* [TASK GOAL] Return every line of the material exactly.

* [TASK INPUTS]
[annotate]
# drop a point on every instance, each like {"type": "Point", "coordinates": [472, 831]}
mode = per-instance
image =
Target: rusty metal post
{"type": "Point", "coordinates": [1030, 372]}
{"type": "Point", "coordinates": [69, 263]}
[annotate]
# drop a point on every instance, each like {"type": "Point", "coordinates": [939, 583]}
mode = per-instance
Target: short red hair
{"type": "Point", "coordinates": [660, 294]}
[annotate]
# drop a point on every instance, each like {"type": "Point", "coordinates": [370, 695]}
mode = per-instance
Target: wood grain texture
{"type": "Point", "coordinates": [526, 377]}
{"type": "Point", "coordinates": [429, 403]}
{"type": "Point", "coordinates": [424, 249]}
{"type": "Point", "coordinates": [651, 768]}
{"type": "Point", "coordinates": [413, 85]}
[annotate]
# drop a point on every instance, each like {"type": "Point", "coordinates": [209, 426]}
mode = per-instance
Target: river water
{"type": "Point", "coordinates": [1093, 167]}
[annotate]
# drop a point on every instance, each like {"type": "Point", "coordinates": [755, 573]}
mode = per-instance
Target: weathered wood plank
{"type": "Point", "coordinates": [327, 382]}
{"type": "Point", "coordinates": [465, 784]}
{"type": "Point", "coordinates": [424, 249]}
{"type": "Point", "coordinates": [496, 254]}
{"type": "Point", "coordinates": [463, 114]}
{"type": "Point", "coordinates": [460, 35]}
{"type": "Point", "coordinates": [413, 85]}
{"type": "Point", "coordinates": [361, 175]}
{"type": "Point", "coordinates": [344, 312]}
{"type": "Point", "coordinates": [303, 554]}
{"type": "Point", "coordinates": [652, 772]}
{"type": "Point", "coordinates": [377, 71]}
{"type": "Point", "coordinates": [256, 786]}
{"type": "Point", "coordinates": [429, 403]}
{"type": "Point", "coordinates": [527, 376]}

* [EXPECTED ANSWER]
[annotate]
# drop a point on every instance, each like {"type": "Point", "coordinates": [472, 831]}
mode = per-instance
image =
Target: rusty metal post
{"type": "Point", "coordinates": [1030, 372]}
{"type": "Point", "coordinates": [69, 263]}
[annotate]
# drop a point on every instance, each like {"type": "Point", "coordinates": [939, 583]}
mode = per-instance
Target: short red hair
{"type": "Point", "coordinates": [660, 294]}
[annotate]
# drop a point on every instance, each like {"type": "Point", "coordinates": [370, 695]}
mode = per-instance
Target: wood grain texture
{"type": "Point", "coordinates": [526, 377]}
{"type": "Point", "coordinates": [429, 403]}
{"type": "Point", "coordinates": [424, 249]}
{"type": "Point", "coordinates": [651, 768]}
{"type": "Point", "coordinates": [413, 85]}
[annotate]
# drop a point on every instance, each like {"type": "Point", "coordinates": [209, 426]}
mode = per-instance
Target: river water
{"type": "Point", "coordinates": [1093, 167]}
[annotate]
# drop a point on every instance, each like {"type": "Point", "coordinates": [755, 573]}
mode = per-instance
Target: weathered wood plank
{"type": "Point", "coordinates": [327, 382]}
{"type": "Point", "coordinates": [465, 784]}
{"type": "Point", "coordinates": [424, 249]}
{"type": "Point", "coordinates": [496, 254]}
{"type": "Point", "coordinates": [463, 114]}
{"type": "Point", "coordinates": [460, 35]}
{"type": "Point", "coordinates": [413, 85]}
{"type": "Point", "coordinates": [361, 175]}
{"type": "Point", "coordinates": [344, 312]}
{"type": "Point", "coordinates": [303, 554]}
{"type": "Point", "coordinates": [652, 772]}
{"type": "Point", "coordinates": [377, 71]}
{"type": "Point", "coordinates": [256, 786]}
{"type": "Point", "coordinates": [429, 403]}
{"type": "Point", "coordinates": [527, 376]}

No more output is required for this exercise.